== Document text ==

# # # # # # #

Too often Europe-wide elections have been reduced to nothing more than the sum of multiple national campaigns. European voter turnout has seen a substantial decrease since the first European elections in 1979. European democracy deserves much better.


Many crises have shaken our Union over the last few years, including mounting Euroscepticism, growing populism, the austerity crisis, migration challenges, terrorist threats, as well as the insecurities resulting from Brexit. However there seems to be a growing realisation that working together is indispensable, in order to tackle Europe’s common challenges. But there is still a long way to go to persuade citizens that Europe is working for them. We need to do better!


Every citizen has the right to participate in the democratic life of the Union. In the run-up to the European election of 2019, we need to improve the democratic legitimacy of the EU. Firstly we need to ensure that the principle of the Spitzenkandidaten, that the election of the President of the European Commission is nominated as a lead candidate by one of the European political parties, will be repeated. This process strengthens the EU’s democratic dimension and contributes to transparency in the decision making process, since people get to a choice of candidates prior to the European elections. We also support the idea of having pan-European lists of candidates in European elections. We need to examine ways to introduce these lists, which could use at least some of the seats left vacant when the UK leaves the EU.


We need to reinforce the democratic and transnational dimension of the European elections and the democratic legitimacy of the EU decision-making process. Indeed, the 2019 European Parliament elections will be transformative for European democracy.


The S&D Group demands a democratic agenda to strengthen the democratic participation of our citizens:


We support the principle of the Spitzenkandidaten process as it fosters the political awareness of European citizens and reinforces the political legitimacy of both Parliament and the Commission, by connecting their respective elections more directly to the choice of the voters.

# # # # # # #

== Exercises to complete ==
[1] Answer these from the statement on European elections:
(a) Since which year has European voter turnout decreased substantially?
(b) Which seats could pan-European lists of candidates use?
(c) Which group demands a democratic agenda to strengthen citizens' democratic participation?
[2] Continue the statement on European elections from its last sentence.
The listing that follows comes from a separate source.

== Dataset extract ==
# # # # # # #

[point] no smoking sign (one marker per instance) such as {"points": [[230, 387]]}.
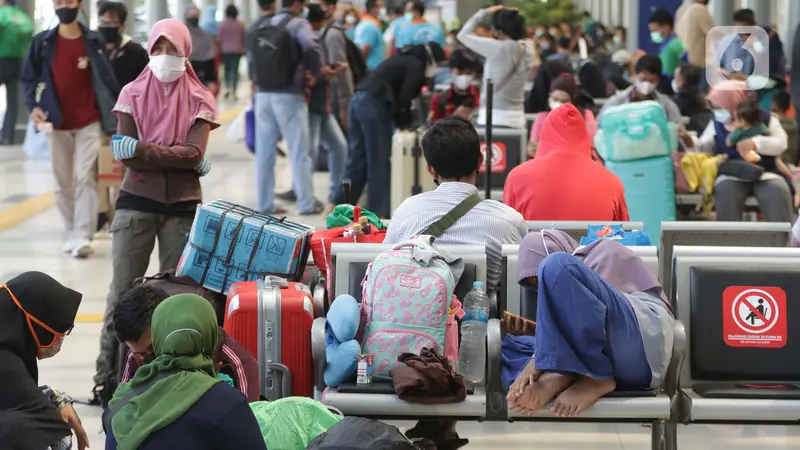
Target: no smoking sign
{"points": [[754, 316]]}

# # # # # # #

== Results of the tasks ==
[1]
(a) Since 1979, the year of the first European elections.
(b) At least some of the seats left vacant when the UK leaves the EU.
(c) The S&D Group.

[2]
In this respect, we also support the proposal of electing a number of Members of the new European Parliament through pan-European lists of candidates, put forth by the various European political parties, led by the candidates for the Presidency of the European Commission.

The Spitzenkandidaten-process should rely to the largest extent possible on participative procedures within the national parties such as primaries. This should be done in cooperation with national parties. European events surrounding these primaries can have a strong impact on the legitimacy and credibility of the European project. Therefore, national, as well as regional and local media involvement, especially television networks, is a must!

Progressive national and European leaders should seize the opportunity of the European elections to present a European agenda which clearly differentiates them from the other political forces. This will help regain trust and present citizens with clear choices for the future of the European project. Consequently, European elections should occupy an important place on the agenda of progressive leaders, being an opportunity to reconnect citizens to the European project.

We must do better in connecting with people so that, in return, people would want to participate. They must truly feel that the EU is there for them. They must truly feel political ownership of the European project.  It is not enough for voting to be easy; people have to want to take part. For people to want to participate in the political process, they must be convinced that their participation actually does matter —it must have a tangible impact on policy decisions, and improve people’s lives across Europe. To achieve this, we must make extensive use of the opportunities offered by social media. We need to find ways to shape our progressive narrative so that it makes Europe personally relevant to all of us. We need to engage with citizens on how to deliver better and more empowering reforms that will increase trust in our Union.


The Bruges Together Declaration “Democratic participation in the 2019 European Parliament elections” was adopted in Bruges on February 22, 2018, at the Together event.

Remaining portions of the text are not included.